What needs to be done: The expected result is the run of lines from the one containing "For every instance of the leather" to the end of the listing, copied exactly.
[Records Boundary: Start]
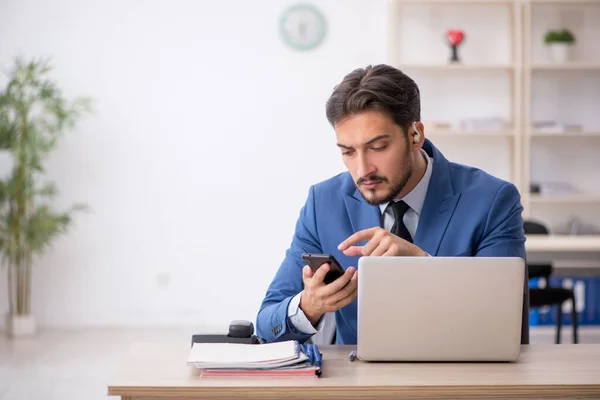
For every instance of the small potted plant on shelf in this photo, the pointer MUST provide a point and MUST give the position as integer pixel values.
(33, 115)
(559, 42)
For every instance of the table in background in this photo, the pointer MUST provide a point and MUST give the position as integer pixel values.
(544, 248)
(159, 371)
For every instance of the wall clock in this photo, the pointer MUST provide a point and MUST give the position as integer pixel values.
(302, 27)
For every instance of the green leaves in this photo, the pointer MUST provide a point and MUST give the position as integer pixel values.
(33, 116)
(559, 36)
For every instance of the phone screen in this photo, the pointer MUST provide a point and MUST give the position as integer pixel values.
(314, 261)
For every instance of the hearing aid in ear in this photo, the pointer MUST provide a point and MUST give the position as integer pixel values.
(417, 135)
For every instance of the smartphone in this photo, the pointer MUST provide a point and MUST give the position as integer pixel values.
(314, 261)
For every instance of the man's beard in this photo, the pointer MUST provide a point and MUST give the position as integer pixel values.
(393, 192)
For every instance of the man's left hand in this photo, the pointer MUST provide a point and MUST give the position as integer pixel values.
(380, 243)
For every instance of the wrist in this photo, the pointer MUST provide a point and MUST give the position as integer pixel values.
(312, 317)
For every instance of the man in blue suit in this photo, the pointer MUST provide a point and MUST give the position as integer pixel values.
(399, 197)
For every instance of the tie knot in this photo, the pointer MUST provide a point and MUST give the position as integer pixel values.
(399, 208)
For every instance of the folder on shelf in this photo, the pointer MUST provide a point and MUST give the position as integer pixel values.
(279, 359)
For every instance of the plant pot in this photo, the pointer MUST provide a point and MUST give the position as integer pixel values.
(560, 52)
(19, 326)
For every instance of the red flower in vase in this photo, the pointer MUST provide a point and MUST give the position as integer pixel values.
(455, 37)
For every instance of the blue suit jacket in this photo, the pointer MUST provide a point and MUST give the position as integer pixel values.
(467, 212)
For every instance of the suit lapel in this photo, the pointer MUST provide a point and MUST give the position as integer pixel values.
(440, 203)
(362, 215)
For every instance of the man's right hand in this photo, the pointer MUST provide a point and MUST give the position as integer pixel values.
(317, 298)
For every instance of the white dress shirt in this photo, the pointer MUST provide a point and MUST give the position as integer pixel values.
(415, 199)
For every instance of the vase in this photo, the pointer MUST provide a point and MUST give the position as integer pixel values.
(560, 52)
(20, 326)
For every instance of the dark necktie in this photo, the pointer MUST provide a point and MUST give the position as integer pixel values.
(399, 208)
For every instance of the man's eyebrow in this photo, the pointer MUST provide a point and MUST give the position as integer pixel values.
(376, 138)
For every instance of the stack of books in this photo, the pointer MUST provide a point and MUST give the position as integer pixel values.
(279, 359)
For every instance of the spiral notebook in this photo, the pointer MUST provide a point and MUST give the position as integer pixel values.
(279, 359)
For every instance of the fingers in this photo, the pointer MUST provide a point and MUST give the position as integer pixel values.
(350, 292)
(340, 282)
(359, 236)
(379, 239)
(354, 251)
(320, 273)
(345, 291)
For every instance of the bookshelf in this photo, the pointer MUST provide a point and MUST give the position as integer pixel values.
(506, 73)
(568, 93)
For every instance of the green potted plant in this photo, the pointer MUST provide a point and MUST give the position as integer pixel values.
(33, 115)
(559, 42)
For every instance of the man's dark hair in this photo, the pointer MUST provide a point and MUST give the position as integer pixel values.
(378, 87)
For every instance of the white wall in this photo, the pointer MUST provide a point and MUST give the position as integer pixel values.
(207, 135)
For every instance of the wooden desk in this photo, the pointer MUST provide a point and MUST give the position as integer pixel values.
(156, 371)
(542, 248)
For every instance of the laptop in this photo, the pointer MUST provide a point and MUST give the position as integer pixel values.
(440, 308)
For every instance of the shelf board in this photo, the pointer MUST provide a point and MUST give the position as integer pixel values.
(475, 2)
(440, 134)
(564, 135)
(457, 67)
(571, 66)
(566, 2)
(565, 199)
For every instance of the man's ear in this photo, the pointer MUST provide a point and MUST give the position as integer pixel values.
(418, 135)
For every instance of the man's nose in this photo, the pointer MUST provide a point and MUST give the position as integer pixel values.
(364, 168)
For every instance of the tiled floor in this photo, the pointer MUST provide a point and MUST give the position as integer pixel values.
(76, 365)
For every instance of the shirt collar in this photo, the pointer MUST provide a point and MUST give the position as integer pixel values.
(416, 197)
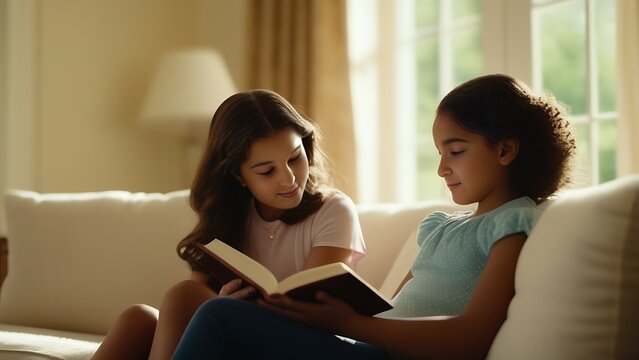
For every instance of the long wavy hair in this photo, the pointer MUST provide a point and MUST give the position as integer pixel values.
(499, 107)
(219, 200)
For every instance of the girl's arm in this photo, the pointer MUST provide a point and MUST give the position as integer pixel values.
(466, 336)
(199, 277)
(321, 255)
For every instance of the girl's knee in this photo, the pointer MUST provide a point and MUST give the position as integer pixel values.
(187, 291)
(221, 307)
(139, 316)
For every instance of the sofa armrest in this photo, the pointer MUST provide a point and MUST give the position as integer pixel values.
(4, 253)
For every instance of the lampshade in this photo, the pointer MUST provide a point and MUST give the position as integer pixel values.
(186, 89)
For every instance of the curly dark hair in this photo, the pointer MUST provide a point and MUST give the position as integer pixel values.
(219, 200)
(498, 107)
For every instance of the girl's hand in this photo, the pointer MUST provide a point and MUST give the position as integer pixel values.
(235, 289)
(328, 314)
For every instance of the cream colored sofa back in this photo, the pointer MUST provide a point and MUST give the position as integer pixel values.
(77, 260)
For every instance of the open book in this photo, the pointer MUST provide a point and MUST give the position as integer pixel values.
(224, 263)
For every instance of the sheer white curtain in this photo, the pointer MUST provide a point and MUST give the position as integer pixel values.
(628, 86)
(298, 49)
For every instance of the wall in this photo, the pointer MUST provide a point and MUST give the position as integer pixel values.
(85, 66)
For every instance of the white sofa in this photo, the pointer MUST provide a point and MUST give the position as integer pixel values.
(76, 260)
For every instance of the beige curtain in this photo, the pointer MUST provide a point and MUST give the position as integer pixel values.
(298, 49)
(628, 86)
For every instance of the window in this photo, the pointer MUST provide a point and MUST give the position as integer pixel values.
(574, 49)
(406, 54)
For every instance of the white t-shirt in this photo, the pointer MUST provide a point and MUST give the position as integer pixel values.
(283, 248)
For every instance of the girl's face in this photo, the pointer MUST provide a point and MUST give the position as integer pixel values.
(276, 172)
(475, 170)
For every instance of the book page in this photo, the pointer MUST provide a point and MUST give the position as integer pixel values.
(256, 272)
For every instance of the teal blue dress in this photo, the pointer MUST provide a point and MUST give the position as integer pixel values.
(454, 249)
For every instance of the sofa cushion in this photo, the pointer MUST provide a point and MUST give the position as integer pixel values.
(27, 343)
(577, 280)
(61, 245)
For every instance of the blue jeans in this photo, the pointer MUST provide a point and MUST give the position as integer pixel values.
(225, 328)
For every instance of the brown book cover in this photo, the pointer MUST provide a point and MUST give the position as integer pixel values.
(224, 263)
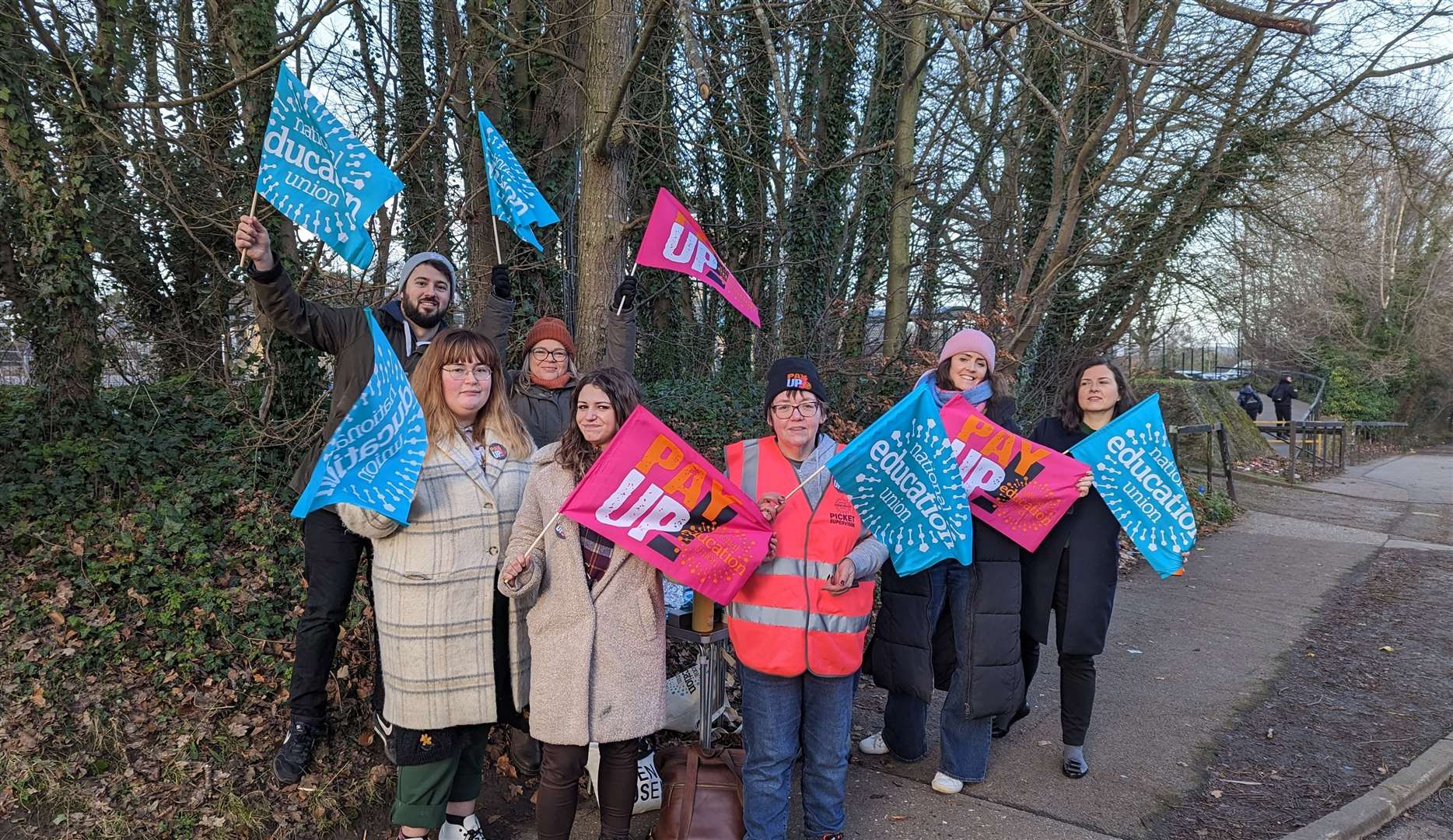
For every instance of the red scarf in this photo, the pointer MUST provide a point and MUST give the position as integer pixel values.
(552, 384)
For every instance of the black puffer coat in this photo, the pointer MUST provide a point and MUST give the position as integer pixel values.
(905, 656)
(1093, 535)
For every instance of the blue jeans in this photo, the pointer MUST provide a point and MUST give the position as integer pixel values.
(782, 718)
(964, 746)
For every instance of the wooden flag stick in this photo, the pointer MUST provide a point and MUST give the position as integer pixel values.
(530, 550)
(804, 483)
(242, 257)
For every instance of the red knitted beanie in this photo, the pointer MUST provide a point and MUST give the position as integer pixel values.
(550, 329)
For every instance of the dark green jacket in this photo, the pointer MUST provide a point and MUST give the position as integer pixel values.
(341, 331)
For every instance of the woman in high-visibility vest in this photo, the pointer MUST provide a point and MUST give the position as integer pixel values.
(952, 627)
(800, 622)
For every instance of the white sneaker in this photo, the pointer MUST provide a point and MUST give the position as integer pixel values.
(471, 830)
(874, 744)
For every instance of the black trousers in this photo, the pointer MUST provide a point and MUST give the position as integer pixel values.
(561, 766)
(1076, 670)
(331, 555)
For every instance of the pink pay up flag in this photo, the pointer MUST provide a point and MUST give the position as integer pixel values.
(676, 243)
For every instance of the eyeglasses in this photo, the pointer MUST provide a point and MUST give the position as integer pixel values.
(783, 410)
(460, 373)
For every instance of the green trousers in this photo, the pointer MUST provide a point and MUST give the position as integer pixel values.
(426, 789)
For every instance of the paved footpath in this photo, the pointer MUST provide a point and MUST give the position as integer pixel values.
(1182, 656)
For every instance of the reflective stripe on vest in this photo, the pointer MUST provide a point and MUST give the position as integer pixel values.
(783, 622)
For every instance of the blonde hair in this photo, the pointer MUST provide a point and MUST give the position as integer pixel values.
(460, 346)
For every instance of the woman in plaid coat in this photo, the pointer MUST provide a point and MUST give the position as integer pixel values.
(453, 657)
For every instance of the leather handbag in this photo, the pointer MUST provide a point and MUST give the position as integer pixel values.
(702, 794)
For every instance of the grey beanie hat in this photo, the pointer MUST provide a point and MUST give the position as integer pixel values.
(423, 257)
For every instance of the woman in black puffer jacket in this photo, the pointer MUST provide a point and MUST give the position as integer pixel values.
(952, 627)
(1074, 570)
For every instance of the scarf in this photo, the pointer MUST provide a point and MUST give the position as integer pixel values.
(977, 396)
(552, 384)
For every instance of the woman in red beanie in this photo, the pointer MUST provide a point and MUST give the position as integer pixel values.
(539, 391)
(952, 627)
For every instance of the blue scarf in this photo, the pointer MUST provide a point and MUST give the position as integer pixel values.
(977, 396)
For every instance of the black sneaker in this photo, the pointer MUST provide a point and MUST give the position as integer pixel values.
(297, 751)
(385, 736)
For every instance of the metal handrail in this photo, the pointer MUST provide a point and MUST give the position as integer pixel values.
(1314, 408)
[Records Boundary: End]
Your solution:
For every instance of the leather handbag in this photo, the pointer MUST provide a point and MUST give the position as integer pixel values.
(702, 794)
For every instance of the grey beanie hat in this photo, the pointer MUST provide a point and MUST give the position as integer pixel values.
(423, 257)
For every instance of the woman in black puffer jacket in this photo, the pointer MUST provide a point and MUST give the position as integer pixel values.
(952, 627)
(1074, 570)
For every instance of the scarf in this photo, the pointer MUST provide a point and MUST give the position as integer pixel values.
(977, 396)
(552, 384)
For every instance of the woman in red beanie in this photo, the pointer MUST provide a point and MUST give the position as integer pixel values.
(539, 391)
(952, 627)
For every instance of the blue scarf in this photo, the pointer MUST provide a point and MUST give the position as integer pixel values.
(977, 396)
For every instance of the black sneaker in this photo, the pointer MUST provide a point and MUST give the position as integer pixel values.
(297, 751)
(385, 736)
For every instance of the metal handrail in this photo, the pointer MUST provide a point and MUST give the position as integer pixel values.
(1314, 408)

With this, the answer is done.